___ EXCERPTED PASSAGE

Tuesday, October 27, 2009

chicago

I used to be big-time on the pictures but something about it clicked off and taking them now makes me feel cheap and hollow. So I pressed the capture button on my little red (pink) camera precisely three times during my Chicago trip: one of the underside of my train upon my dad's request, one of Aya and me in the bean because that is what the bean is for, and one of the most depressing eternal flame of all time surrounded by ratty crazy pigeons (Aya: "chickens") to show Lisa.

Here are my Chicago pictures:

My nest on the train. A big white blanket, two pillows, two books, countless crosswords strewn about, a journal, the pen, mangoes (Lisa) apples (Juliette) cheddar cheese and chocolate covered raisins (Morgan) crackers (Tatyana) Cliff bars (Joe) little bread rolls (Pater), both seats fully reclined, a queen-sized square of property that has become my tiny kingdom.

The stretch of the Colorado River through Ruby Canyon that makes my whole self ache for something else. Pure desire.

______
___ EXERCISE DATA

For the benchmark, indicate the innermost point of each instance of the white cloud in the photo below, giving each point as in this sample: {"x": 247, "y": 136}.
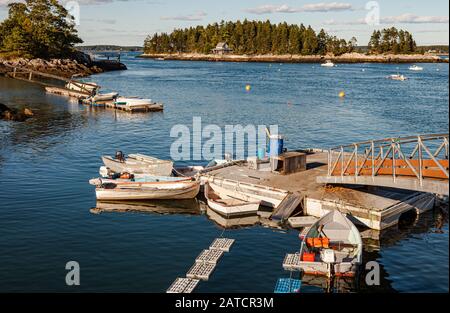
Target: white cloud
{"x": 316, "y": 7}
{"x": 270, "y": 8}
{"x": 190, "y": 17}
{"x": 400, "y": 19}
{"x": 414, "y": 19}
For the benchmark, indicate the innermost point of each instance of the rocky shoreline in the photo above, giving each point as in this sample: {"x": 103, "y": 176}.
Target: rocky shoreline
{"x": 9, "y": 114}
{"x": 345, "y": 58}
{"x": 80, "y": 65}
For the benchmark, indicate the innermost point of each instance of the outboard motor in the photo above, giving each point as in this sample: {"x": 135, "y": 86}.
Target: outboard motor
{"x": 120, "y": 156}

______

PROBLEM A
In the Chicago trip post, how many times did the writer press the camera's capture button during the trip?
PROBLEM B
Carry the Chicago trip post on from its last line.
The rows are not needed for anything here.

WRITTEN REPLY A
Precisely three times.

WRITTEN REPLY B
The absolute blackness of flat Nebraska at some deep hour of night. I already feel like I'm crawling along the ocean floor when along side the train comes a massive truck, red and white lights surrounding its edges and wheels, the most beautiful gem I've ever seen, and I'm Zissou, right at home, swallowed, at rest.

Stepping out of the Amtrak station onto Adams Street and immediately being punched in the face by Chicago. Chicago, that somber city indeed, like a slug to the stomach or an anvil on your toe, like heavy, like brick.

Facing a tall concrete building after stepping out of the bus onto a dark street in Hyde Park, turning around a couple of times, lost and confidently waiting to be found. Out of the quiet comes that familiar clip of boots on the sidewalk and my full name called out, I whirl around and there's Aya, and the full weight of how much I've missed her wells up at the back of my eyes and I'm so glad to be just where I am just then.

Looking out of a third story window surrounded by green and reddening ivy onto trees, a park, a runner wearing long black leggins, the 6 bus, brick and beauty and seriousness. Saul Bellow lived here and I feel it.

A five-foot stretch of the Michigan Avenue bridge smells like bleu cheese, intensely like bleu cheese, like you are fighting your way through a massive round of bleu cheese, and ends abruptly, inexplicably.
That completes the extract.